**RECORDS FOR THE TASK:**
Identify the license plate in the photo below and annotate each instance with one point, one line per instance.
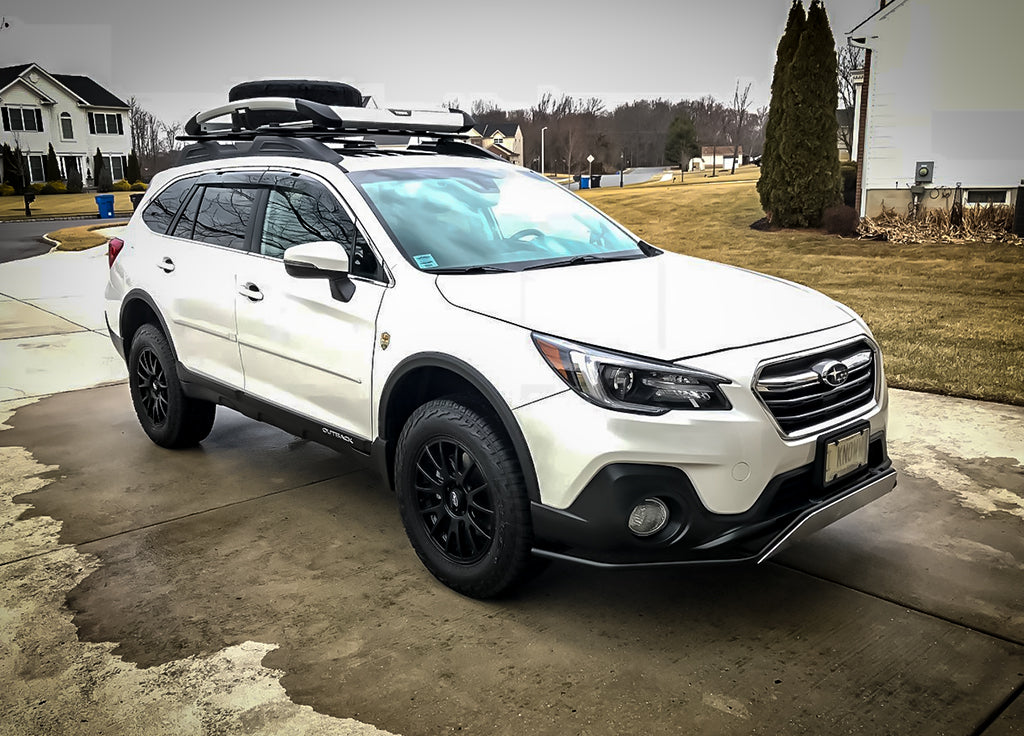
(846, 455)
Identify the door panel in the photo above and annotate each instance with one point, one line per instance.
(301, 347)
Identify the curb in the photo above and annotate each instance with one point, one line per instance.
(45, 218)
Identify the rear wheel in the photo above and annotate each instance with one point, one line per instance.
(167, 416)
(463, 500)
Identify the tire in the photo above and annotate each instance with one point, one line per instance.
(463, 500)
(170, 418)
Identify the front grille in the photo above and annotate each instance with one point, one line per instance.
(800, 399)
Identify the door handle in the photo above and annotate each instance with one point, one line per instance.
(251, 292)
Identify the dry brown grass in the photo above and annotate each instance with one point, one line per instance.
(992, 223)
(81, 237)
(949, 317)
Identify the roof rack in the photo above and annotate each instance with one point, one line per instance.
(303, 117)
(303, 129)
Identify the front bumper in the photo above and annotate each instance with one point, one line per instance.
(593, 530)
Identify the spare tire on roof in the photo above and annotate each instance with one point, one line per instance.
(337, 93)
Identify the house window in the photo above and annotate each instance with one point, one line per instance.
(67, 127)
(986, 197)
(115, 164)
(20, 119)
(105, 124)
(36, 168)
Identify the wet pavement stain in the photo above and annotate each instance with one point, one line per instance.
(55, 684)
(254, 537)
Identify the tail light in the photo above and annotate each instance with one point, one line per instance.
(113, 249)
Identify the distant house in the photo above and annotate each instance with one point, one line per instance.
(75, 114)
(502, 138)
(941, 85)
(718, 157)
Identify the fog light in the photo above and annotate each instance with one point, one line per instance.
(648, 517)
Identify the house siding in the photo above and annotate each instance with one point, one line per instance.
(83, 146)
(942, 88)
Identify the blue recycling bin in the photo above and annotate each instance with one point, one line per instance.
(104, 203)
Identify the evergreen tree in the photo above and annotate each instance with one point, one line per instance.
(783, 59)
(51, 168)
(97, 166)
(681, 144)
(809, 161)
(134, 173)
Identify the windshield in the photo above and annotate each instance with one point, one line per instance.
(446, 219)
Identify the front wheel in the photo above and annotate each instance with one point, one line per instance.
(170, 418)
(463, 500)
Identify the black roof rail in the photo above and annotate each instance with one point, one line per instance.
(301, 147)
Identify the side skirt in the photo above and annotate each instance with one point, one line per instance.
(198, 386)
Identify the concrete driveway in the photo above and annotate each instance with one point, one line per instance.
(261, 583)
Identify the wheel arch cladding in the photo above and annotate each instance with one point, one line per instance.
(137, 309)
(424, 377)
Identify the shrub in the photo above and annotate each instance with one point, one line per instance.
(75, 183)
(841, 220)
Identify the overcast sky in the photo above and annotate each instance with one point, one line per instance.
(178, 56)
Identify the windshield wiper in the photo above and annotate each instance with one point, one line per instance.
(469, 269)
(577, 260)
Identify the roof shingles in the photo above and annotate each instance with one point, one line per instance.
(88, 89)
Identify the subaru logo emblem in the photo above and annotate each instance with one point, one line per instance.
(834, 374)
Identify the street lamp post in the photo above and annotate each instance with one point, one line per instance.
(542, 148)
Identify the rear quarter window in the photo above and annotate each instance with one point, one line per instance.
(160, 212)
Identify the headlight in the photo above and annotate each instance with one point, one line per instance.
(630, 384)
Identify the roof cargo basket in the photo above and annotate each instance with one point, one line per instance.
(315, 90)
(307, 117)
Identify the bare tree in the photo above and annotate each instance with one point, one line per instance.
(850, 59)
(740, 103)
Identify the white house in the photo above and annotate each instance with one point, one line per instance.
(717, 157)
(942, 89)
(73, 113)
(502, 138)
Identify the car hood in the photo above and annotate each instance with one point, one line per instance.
(667, 307)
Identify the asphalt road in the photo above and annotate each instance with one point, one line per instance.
(632, 176)
(24, 240)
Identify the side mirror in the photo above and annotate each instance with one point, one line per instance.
(322, 258)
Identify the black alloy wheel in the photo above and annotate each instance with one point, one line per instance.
(455, 501)
(152, 386)
(169, 417)
(463, 499)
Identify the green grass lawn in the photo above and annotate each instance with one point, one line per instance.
(12, 208)
(949, 318)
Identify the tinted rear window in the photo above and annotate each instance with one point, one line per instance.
(161, 211)
(224, 216)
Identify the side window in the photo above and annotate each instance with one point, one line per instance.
(308, 212)
(186, 220)
(161, 210)
(224, 214)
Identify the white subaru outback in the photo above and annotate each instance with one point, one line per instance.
(531, 379)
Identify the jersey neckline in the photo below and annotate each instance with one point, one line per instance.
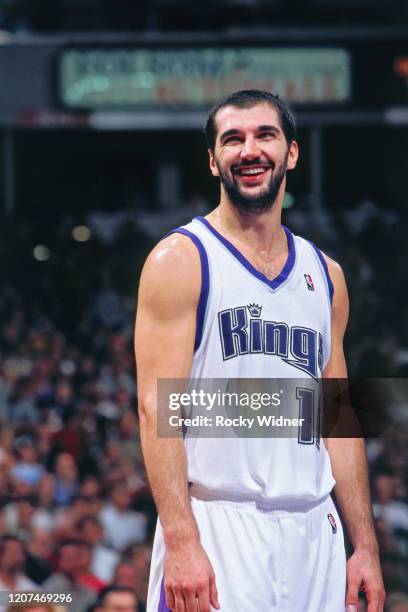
(275, 282)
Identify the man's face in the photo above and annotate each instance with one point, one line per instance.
(251, 156)
(13, 557)
(68, 560)
(120, 602)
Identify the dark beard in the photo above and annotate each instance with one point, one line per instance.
(258, 204)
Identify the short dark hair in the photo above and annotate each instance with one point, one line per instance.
(9, 537)
(113, 589)
(247, 98)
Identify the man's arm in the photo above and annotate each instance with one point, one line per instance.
(349, 465)
(164, 342)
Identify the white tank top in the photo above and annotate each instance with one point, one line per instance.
(252, 327)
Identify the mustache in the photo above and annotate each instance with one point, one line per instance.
(254, 162)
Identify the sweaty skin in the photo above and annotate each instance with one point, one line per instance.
(164, 342)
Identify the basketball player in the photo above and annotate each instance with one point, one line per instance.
(248, 524)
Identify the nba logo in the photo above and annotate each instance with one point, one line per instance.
(309, 282)
(332, 522)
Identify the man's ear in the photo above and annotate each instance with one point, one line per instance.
(213, 165)
(293, 155)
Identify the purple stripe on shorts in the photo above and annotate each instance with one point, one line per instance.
(162, 603)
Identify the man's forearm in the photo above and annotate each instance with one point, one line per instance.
(166, 466)
(349, 465)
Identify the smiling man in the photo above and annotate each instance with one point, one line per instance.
(248, 524)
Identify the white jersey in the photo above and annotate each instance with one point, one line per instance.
(249, 327)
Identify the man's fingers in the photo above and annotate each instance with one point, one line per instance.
(178, 598)
(214, 593)
(170, 603)
(203, 595)
(375, 599)
(190, 597)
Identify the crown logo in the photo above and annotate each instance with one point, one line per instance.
(254, 310)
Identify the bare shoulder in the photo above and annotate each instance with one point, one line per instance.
(171, 274)
(340, 296)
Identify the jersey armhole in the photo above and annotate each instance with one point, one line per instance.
(330, 286)
(205, 283)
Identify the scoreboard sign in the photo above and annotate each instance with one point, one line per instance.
(96, 78)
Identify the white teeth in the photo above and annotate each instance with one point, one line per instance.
(252, 170)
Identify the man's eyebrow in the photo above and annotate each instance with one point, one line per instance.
(268, 128)
(261, 128)
(227, 133)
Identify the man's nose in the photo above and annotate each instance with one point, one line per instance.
(250, 150)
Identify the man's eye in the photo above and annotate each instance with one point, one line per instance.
(232, 140)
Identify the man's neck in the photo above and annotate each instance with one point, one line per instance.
(262, 231)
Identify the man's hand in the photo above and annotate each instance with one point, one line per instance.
(364, 574)
(188, 577)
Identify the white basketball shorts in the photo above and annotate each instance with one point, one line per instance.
(265, 560)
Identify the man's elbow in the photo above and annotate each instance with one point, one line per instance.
(147, 408)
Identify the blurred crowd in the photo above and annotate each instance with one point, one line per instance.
(76, 514)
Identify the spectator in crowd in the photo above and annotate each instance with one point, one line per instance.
(125, 575)
(27, 468)
(104, 559)
(122, 525)
(39, 555)
(68, 576)
(87, 577)
(12, 560)
(117, 598)
(66, 479)
(45, 515)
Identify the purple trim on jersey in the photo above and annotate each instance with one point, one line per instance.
(162, 603)
(205, 283)
(274, 283)
(326, 270)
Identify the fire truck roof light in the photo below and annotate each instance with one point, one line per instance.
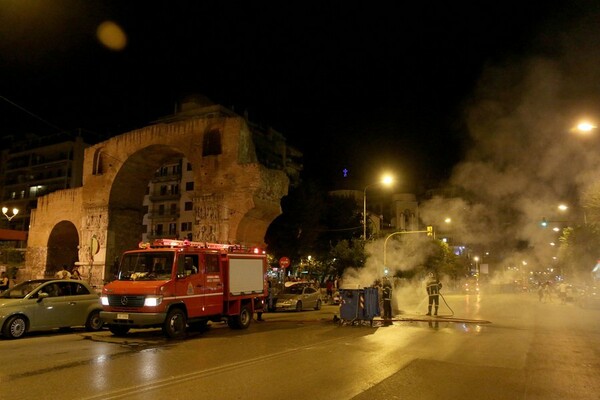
(201, 245)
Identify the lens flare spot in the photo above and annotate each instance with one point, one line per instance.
(111, 35)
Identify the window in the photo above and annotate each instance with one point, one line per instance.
(211, 145)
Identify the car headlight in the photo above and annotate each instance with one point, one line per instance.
(152, 301)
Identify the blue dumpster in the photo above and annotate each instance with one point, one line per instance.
(359, 305)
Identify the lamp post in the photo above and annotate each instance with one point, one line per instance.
(386, 180)
(15, 211)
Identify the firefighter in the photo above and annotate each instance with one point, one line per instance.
(387, 299)
(433, 291)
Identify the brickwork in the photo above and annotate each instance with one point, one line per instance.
(235, 198)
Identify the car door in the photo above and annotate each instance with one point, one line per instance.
(78, 298)
(52, 311)
(189, 284)
(212, 283)
(309, 297)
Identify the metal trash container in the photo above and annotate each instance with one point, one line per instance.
(359, 305)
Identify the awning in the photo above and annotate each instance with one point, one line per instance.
(10, 234)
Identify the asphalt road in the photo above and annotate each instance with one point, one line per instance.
(504, 346)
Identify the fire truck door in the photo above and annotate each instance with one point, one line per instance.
(213, 285)
(190, 283)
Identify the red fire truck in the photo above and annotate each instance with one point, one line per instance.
(177, 283)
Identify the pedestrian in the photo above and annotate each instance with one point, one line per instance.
(387, 299)
(562, 292)
(433, 291)
(4, 282)
(547, 293)
(329, 286)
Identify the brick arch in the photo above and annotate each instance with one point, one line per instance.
(235, 197)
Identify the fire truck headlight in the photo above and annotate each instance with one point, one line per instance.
(152, 301)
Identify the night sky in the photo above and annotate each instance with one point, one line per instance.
(362, 85)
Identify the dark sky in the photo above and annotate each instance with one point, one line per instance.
(363, 85)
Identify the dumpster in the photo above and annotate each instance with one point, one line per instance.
(359, 305)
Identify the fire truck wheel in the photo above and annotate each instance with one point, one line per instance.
(93, 322)
(198, 325)
(118, 330)
(175, 324)
(241, 321)
(318, 305)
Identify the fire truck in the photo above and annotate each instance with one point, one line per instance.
(176, 284)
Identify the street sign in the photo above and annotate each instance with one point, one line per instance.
(284, 262)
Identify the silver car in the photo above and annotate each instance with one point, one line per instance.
(298, 297)
(44, 304)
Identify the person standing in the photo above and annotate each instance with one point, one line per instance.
(387, 299)
(329, 286)
(75, 274)
(433, 291)
(4, 282)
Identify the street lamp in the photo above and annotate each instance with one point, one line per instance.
(387, 181)
(10, 217)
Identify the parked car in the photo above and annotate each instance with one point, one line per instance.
(298, 297)
(337, 298)
(44, 304)
(588, 297)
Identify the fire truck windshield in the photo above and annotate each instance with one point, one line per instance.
(146, 266)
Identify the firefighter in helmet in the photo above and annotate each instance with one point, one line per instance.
(433, 291)
(387, 299)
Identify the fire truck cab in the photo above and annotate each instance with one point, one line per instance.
(174, 284)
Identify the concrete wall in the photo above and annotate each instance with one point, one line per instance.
(235, 198)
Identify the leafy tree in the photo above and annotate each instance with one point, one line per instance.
(347, 254)
(579, 250)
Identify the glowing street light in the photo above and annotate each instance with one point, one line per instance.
(10, 217)
(585, 127)
(387, 180)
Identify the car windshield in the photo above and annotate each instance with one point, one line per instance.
(21, 290)
(294, 289)
(146, 266)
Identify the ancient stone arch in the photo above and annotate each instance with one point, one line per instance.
(235, 197)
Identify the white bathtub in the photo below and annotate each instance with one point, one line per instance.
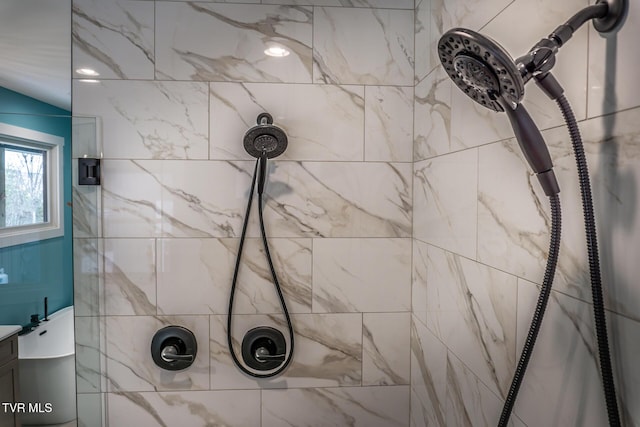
(47, 371)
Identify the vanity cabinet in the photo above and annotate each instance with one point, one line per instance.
(9, 380)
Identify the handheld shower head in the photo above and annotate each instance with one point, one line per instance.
(265, 139)
(483, 70)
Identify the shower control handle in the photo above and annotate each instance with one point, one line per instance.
(170, 354)
(174, 348)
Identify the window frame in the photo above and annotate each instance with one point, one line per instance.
(54, 191)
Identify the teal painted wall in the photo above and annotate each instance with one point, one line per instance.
(45, 268)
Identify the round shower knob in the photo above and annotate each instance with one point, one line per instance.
(263, 348)
(174, 348)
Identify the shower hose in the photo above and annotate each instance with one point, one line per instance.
(259, 175)
(596, 281)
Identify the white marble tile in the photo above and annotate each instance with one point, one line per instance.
(88, 289)
(148, 120)
(193, 408)
(513, 230)
(472, 14)
(388, 132)
(354, 406)
(562, 384)
(425, 39)
(445, 201)
(203, 198)
(129, 363)
(131, 210)
(322, 122)
(392, 4)
(339, 199)
(419, 281)
(194, 276)
(327, 353)
(361, 275)
(85, 134)
(428, 377)
(473, 309)
(363, 46)
(184, 50)
(89, 347)
(624, 336)
(470, 402)
(114, 38)
(432, 116)
(386, 346)
(175, 198)
(130, 276)
(91, 409)
(613, 63)
(513, 216)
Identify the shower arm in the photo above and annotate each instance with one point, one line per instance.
(607, 15)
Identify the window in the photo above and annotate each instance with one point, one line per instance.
(31, 199)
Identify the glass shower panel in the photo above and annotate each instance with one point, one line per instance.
(88, 289)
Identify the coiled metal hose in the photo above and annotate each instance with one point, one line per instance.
(594, 263)
(260, 163)
(536, 322)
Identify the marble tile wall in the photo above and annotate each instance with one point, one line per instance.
(481, 227)
(180, 83)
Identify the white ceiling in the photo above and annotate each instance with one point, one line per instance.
(35, 49)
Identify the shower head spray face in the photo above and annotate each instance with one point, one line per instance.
(481, 68)
(265, 139)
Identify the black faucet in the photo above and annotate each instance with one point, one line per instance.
(33, 324)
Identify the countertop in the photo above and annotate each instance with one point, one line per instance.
(8, 330)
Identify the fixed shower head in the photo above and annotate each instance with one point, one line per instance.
(265, 139)
(481, 68)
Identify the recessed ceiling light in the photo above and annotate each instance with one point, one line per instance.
(87, 72)
(277, 51)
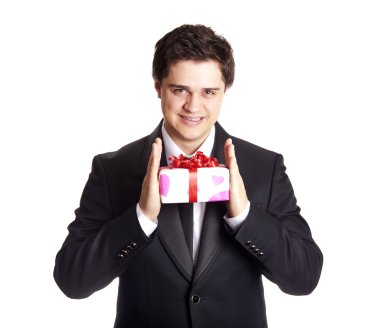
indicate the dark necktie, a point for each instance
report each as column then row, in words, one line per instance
column 186, row 214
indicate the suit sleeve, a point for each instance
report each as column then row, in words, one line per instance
column 279, row 239
column 98, row 246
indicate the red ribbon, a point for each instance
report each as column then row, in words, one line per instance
column 192, row 164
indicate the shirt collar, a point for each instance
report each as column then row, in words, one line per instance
column 171, row 149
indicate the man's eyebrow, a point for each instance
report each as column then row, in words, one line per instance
column 180, row 86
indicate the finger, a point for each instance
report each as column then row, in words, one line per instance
column 155, row 158
column 226, row 151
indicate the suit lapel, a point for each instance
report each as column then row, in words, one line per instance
column 171, row 234
column 170, row 230
column 212, row 230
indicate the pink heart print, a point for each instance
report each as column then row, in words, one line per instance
column 217, row 179
column 164, row 184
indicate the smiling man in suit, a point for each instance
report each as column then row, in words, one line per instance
column 172, row 275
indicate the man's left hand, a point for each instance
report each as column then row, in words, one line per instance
column 238, row 197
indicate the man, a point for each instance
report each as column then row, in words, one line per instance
column 212, row 278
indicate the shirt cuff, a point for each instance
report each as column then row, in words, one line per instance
column 236, row 221
column 147, row 225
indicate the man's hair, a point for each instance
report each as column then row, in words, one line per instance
column 193, row 42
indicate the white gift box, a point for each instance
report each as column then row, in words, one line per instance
column 204, row 184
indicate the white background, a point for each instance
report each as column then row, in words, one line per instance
column 75, row 81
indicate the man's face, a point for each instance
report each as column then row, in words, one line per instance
column 191, row 98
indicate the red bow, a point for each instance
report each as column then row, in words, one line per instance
column 193, row 162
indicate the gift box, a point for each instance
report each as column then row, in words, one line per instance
column 195, row 179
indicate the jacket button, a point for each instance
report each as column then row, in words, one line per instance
column 195, row 299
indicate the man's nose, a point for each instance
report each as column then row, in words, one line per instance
column 192, row 103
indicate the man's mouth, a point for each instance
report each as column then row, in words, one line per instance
column 191, row 118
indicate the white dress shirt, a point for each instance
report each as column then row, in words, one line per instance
column 171, row 149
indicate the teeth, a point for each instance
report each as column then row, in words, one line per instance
column 192, row 119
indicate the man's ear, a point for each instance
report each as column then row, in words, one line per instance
column 157, row 86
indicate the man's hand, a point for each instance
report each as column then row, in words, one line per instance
column 238, row 197
column 150, row 202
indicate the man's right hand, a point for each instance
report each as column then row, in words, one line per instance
column 150, row 202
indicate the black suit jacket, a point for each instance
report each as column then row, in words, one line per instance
column 158, row 285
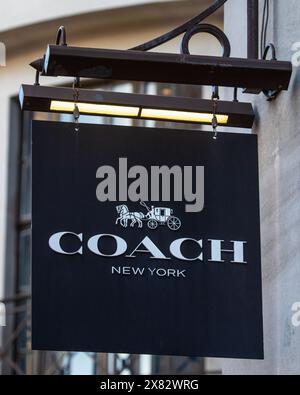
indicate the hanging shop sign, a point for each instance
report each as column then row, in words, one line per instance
column 145, row 241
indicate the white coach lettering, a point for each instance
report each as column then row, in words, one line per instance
column 121, row 245
column 175, row 249
column 238, row 251
column 54, row 243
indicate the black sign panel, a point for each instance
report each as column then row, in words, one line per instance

**REQUEST:** Extract, verbatim and alone, the lines from the line that contains "indicate the man's ear, a" to the last line of the records, inclusive; drop any picture.

**RESULT FOR THIS TASK:**
indicate the man's ear, a point for each instance
report each as column then row, in words, one line per instance
column 157, row 86
indicate the man's hand, a point for each instance
report each as column then row, in words, one line per instance
column 238, row 197
column 150, row 202
indicate the man's right hand, a point for each instance
report each as column then row, in words, one line per instance
column 150, row 202
indicate the black suit jacket, a point for each instance
report each as column then row, in words, one line per instance
column 158, row 285
indicate the hanging shop sign, a point for each instance
report each as column then row, in words, one line per instance
column 145, row 241
indicate the white coach lettering, a point for each instance
report each as column then row, in words, one line per instance
column 121, row 245
column 175, row 249
column 238, row 251
column 54, row 243
indicate the black sign panel, a point for each instance
report each as column then row, in words, one line per instance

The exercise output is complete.